Start of Data for the task

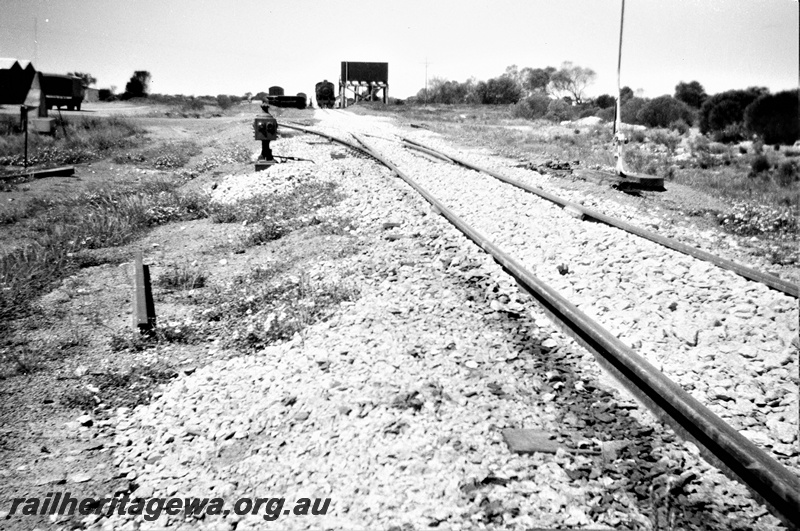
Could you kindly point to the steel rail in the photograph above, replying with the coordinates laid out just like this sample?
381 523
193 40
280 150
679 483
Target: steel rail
769 481
749 273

End of Data for the task

This exercise needs every entry retyped exactly, with the pictures removed.

▶ **Output below**:
Could you kindly point to the steel rail in the photograph above, replying with the coordinates laid out just like this sample?
381 523
193 40
280 150
679 483
Target: steel rail
769 481
749 273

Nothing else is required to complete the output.